▶ [Your goal]: Reproduce the data below verbatim, starting at the line containing "Identify the gold tassel" and continuing through the end of the data, with both ends included.

▶ [Available data]:
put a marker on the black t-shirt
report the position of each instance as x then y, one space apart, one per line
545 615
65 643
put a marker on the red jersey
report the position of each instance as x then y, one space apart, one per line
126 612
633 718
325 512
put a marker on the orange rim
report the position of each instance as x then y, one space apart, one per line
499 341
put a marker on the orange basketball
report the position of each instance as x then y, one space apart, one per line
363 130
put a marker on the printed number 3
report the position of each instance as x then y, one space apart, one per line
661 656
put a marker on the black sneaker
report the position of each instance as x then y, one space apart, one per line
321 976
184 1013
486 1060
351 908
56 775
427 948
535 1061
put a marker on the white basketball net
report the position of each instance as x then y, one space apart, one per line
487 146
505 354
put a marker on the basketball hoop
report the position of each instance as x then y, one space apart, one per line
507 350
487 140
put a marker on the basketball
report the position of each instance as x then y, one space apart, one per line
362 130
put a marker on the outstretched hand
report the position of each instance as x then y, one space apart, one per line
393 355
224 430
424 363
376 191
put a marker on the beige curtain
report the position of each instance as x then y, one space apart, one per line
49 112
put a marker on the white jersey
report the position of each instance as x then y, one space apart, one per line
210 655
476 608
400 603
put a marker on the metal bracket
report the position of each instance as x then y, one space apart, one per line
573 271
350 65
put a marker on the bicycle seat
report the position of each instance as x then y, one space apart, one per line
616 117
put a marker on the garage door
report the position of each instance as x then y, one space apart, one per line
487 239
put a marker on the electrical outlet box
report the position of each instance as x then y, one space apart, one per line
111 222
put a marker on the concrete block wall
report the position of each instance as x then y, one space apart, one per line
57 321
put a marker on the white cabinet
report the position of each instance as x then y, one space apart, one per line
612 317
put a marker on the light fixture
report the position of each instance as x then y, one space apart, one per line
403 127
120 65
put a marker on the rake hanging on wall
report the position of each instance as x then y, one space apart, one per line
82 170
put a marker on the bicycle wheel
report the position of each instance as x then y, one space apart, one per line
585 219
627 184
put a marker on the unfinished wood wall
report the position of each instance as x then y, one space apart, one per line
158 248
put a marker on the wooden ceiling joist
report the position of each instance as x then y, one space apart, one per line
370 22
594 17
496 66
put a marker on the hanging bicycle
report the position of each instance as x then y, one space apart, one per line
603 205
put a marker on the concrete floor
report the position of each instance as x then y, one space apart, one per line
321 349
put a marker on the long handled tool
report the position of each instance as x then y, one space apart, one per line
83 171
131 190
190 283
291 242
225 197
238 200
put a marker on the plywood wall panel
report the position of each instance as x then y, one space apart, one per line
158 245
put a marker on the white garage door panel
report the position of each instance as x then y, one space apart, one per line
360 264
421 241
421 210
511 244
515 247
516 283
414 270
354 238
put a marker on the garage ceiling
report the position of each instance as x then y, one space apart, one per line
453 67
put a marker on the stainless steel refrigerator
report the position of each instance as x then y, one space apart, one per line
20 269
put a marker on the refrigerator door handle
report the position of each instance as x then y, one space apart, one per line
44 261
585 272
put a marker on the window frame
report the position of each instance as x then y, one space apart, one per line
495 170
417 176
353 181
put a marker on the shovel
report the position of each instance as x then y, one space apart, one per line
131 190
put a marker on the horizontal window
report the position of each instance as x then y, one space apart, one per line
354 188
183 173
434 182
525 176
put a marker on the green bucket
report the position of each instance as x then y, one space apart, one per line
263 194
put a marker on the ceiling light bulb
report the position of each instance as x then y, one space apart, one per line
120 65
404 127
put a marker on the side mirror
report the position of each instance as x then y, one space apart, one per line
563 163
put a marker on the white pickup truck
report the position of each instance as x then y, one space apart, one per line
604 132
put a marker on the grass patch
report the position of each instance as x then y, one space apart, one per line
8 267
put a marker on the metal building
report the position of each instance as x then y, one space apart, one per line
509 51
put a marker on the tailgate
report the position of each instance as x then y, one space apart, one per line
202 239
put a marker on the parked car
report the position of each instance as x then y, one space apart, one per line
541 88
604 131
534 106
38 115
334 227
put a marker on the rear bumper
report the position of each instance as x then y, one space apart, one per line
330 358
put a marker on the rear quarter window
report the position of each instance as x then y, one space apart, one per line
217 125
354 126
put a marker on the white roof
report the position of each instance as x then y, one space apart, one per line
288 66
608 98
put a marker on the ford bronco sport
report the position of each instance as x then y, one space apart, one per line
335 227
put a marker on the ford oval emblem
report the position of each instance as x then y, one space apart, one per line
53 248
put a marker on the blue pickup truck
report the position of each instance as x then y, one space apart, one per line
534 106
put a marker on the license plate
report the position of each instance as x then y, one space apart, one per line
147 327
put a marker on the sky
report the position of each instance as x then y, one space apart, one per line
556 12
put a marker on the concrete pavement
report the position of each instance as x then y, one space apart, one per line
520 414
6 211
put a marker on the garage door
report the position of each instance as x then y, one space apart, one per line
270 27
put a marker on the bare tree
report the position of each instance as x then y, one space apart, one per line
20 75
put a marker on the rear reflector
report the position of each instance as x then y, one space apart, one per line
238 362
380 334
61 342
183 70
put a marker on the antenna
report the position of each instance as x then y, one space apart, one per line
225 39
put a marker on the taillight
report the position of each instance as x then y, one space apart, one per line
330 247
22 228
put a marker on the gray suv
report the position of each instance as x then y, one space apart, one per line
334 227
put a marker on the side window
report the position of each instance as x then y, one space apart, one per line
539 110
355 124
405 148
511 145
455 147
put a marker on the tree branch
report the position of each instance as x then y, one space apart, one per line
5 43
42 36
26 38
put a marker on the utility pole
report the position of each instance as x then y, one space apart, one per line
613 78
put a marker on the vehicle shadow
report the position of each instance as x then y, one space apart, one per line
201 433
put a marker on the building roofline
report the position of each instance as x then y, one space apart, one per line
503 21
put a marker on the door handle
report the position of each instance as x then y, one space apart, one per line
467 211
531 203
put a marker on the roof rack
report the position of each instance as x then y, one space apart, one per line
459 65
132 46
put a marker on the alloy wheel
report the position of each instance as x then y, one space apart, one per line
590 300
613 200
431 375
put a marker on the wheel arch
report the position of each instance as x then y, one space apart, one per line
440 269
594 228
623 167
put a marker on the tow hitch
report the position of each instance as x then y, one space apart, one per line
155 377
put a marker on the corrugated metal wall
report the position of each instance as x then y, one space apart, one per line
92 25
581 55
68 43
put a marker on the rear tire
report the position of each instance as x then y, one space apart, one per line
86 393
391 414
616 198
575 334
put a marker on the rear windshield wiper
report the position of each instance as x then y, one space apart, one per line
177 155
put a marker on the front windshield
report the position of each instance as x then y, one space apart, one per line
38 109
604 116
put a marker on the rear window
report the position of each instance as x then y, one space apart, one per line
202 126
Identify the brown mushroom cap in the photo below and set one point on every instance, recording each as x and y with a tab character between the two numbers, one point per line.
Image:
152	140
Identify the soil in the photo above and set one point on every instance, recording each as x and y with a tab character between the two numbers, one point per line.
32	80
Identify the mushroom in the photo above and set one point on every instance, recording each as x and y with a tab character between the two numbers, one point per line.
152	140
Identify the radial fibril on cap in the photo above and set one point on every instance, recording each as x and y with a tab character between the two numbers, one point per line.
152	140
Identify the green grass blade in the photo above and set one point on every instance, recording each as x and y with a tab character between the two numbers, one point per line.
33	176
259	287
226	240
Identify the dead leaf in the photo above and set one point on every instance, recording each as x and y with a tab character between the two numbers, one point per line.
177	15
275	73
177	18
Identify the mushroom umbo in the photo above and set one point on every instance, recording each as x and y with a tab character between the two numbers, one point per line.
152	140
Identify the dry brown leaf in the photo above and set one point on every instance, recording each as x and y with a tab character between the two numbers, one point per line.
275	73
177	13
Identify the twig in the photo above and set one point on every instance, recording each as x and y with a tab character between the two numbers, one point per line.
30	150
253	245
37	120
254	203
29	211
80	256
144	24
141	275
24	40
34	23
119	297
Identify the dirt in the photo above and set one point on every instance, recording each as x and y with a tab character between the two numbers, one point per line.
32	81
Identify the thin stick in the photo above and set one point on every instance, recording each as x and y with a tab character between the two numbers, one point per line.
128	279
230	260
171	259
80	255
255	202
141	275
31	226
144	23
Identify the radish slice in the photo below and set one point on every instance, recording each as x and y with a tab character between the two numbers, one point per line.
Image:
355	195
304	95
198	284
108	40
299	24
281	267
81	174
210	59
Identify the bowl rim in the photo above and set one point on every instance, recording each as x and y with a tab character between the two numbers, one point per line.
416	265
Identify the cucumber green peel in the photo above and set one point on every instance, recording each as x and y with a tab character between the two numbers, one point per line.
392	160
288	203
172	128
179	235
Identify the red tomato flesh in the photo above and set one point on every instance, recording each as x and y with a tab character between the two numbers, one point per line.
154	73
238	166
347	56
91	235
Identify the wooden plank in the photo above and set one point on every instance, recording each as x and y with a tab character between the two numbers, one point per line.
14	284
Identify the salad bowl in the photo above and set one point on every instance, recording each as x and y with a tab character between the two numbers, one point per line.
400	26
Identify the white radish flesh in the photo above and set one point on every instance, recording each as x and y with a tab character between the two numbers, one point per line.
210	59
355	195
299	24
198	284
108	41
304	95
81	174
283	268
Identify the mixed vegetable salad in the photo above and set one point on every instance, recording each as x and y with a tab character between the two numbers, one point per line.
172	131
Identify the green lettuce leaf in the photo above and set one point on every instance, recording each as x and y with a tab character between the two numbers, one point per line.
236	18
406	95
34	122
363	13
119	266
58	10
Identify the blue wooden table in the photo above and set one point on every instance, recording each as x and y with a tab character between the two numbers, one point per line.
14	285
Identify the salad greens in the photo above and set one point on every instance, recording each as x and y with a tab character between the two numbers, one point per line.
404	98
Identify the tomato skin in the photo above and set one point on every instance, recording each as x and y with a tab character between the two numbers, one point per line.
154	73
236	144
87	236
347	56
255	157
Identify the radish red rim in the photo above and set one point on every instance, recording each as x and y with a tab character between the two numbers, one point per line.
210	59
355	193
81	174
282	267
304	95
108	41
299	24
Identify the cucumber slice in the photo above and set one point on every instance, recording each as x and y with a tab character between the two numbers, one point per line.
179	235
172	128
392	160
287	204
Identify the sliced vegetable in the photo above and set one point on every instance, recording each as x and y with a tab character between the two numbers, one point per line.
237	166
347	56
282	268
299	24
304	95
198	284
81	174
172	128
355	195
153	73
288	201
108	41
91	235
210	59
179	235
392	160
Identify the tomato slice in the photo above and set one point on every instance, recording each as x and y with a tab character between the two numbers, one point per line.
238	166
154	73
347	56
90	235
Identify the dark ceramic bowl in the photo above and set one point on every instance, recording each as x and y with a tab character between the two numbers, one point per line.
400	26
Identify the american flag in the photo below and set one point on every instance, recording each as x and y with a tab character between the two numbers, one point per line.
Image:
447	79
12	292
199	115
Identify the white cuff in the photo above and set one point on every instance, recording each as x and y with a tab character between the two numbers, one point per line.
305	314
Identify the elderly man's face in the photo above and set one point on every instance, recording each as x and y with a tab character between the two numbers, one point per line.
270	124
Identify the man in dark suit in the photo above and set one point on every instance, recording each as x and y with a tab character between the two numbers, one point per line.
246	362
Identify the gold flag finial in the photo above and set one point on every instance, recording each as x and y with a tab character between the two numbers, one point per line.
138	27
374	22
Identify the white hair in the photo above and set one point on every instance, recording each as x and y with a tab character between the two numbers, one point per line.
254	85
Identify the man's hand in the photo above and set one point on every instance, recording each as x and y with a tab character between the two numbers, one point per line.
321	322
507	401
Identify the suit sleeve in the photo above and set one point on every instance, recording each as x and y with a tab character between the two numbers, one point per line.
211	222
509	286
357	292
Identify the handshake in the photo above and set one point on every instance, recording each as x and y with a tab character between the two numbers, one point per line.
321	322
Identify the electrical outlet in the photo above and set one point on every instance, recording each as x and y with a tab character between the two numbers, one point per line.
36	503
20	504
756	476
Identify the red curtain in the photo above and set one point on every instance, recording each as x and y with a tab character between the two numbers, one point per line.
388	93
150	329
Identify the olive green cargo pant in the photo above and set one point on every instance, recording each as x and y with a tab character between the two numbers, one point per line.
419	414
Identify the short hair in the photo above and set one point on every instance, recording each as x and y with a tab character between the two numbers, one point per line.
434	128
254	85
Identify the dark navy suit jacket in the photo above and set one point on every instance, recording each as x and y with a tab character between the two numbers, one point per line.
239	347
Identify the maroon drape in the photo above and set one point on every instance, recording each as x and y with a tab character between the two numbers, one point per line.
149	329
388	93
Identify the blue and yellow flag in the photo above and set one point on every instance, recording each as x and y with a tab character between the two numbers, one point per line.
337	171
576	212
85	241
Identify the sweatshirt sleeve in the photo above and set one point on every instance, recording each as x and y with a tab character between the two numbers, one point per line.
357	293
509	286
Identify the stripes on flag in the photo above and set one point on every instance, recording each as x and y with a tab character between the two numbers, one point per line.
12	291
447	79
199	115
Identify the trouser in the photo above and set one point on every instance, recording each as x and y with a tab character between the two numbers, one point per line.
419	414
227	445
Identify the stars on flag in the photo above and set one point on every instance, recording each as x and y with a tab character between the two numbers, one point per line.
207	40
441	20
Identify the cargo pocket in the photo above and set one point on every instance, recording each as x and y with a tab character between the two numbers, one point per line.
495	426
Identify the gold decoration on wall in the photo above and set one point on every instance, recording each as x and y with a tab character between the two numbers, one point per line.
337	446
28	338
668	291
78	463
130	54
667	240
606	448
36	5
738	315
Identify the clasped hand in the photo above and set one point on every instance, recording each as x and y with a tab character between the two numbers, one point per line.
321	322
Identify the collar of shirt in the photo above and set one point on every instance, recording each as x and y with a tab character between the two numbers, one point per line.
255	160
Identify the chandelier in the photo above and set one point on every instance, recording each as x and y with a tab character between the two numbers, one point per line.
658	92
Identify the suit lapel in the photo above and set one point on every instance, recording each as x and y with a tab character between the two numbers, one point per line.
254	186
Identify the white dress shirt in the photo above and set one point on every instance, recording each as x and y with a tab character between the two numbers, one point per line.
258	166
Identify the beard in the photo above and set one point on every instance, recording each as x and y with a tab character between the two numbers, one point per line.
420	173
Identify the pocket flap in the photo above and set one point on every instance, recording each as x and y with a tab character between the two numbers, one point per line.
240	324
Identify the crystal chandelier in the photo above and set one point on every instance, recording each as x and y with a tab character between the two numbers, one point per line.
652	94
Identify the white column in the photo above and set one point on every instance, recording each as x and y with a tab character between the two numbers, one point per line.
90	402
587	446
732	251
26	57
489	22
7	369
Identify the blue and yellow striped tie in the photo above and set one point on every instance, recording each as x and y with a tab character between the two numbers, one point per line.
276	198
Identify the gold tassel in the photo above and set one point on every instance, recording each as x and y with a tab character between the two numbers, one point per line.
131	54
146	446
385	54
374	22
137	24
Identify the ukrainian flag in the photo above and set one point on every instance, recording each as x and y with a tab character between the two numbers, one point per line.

▶ [Reply to the exercise]:
Identify the gold tassel in the photo above and set one point on every instance, recording each as x and y with a tab character between the two numbers, one point per line.
131	54
146	446
385	54
374	22
137	24
Identify the ukrainian flag in the photo above and set one point on every instance, recording each as x and y with a tab character between the two numbers, one point per line.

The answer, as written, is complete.